Will you copy the lines below word for word, leaving any pictures out of your copy?

>>>

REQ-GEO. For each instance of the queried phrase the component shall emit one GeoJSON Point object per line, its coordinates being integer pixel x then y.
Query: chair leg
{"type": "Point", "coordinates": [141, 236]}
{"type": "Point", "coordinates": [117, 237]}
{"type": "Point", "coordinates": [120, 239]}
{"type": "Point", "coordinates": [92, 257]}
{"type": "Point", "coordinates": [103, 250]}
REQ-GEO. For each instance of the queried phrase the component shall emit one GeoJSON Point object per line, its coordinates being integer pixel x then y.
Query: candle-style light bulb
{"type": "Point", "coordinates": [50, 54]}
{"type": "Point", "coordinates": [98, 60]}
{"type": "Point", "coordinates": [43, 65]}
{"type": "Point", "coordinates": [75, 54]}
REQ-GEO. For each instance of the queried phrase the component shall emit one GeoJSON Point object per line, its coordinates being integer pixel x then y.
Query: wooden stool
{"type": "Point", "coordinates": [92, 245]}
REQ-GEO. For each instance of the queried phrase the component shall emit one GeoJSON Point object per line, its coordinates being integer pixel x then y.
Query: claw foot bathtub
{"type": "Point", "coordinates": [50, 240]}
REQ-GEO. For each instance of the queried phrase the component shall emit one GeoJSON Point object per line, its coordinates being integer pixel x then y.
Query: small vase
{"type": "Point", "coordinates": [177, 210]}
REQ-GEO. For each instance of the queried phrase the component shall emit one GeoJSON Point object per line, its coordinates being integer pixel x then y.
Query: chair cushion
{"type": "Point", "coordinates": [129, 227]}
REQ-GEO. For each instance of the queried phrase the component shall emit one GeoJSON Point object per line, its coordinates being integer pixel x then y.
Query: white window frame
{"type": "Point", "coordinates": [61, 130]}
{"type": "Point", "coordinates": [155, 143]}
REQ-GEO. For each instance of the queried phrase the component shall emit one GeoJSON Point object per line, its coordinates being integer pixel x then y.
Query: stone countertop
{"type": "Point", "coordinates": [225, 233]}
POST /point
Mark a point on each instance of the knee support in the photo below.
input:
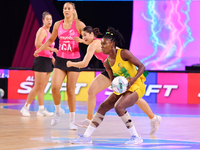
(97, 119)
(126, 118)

<<<

The solution:
REQ-GEO. For each instance of the queried phrase the component shall emit one GeoJSON Point object per line, its coordinates being integer pixel x then y.
Query: chair leg
{"type": "Point", "coordinates": [141, 236]}
{"type": "Point", "coordinates": [117, 237]}
{"type": "Point", "coordinates": [120, 239]}
{"type": "Point", "coordinates": [92, 257]}
{"type": "Point", "coordinates": [103, 250]}
REQ-GEO. For each instance of the queried phrase the component shall emit one GeoJSON Point object per line, its coordinates being integer pixel x then y.
Query: candle-style light bulb
{"type": "Point", "coordinates": [50, 54]}
{"type": "Point", "coordinates": [98, 60]}
{"type": "Point", "coordinates": [43, 65]}
{"type": "Point", "coordinates": [75, 54]}
REQ-GEO. For each instance of the queried phrase the component shall emit one GeoJSON Point object per line, its coordinates being integer pixel x then y.
Query: wooden stool
{"type": "Point", "coordinates": [92, 245]}
REQ-GEO. For each instance of the queried phrase the component shall emit one GeoJSON Point object per line, its coordinates being integer pixel x then y.
Query: claw foot bathtub
{"type": "Point", "coordinates": [50, 240]}
REQ-GEO. For each instance of the queried phrase the component shall emit one GeoJSON Point object per line, its coordinates being integer pixel x then y.
Query: small vase
{"type": "Point", "coordinates": [177, 210]}
REQ-GEO. For each instance of the queried phrase the component shall emit one GeoJSON Point object per line, its coordinates being integer pixel x then y.
Query: chair cushion
{"type": "Point", "coordinates": [129, 227]}
REQ-GEO. For each instance of the queried phrase the component shall emit one GeoJSON Point object per line, its coordinates being integer pixel x then y.
Query: white window frame
{"type": "Point", "coordinates": [61, 130]}
{"type": "Point", "coordinates": [155, 143]}
REQ-GEO. For each instance of the queried phrase the component shall emit one GeoJSON Point object per line, its coordinates being integer pixel x then y.
Query: stone countertop
{"type": "Point", "coordinates": [225, 233]}
POST /point
Mark a point on each instance of the knee support in the photo below.
input:
(97, 119)
(126, 118)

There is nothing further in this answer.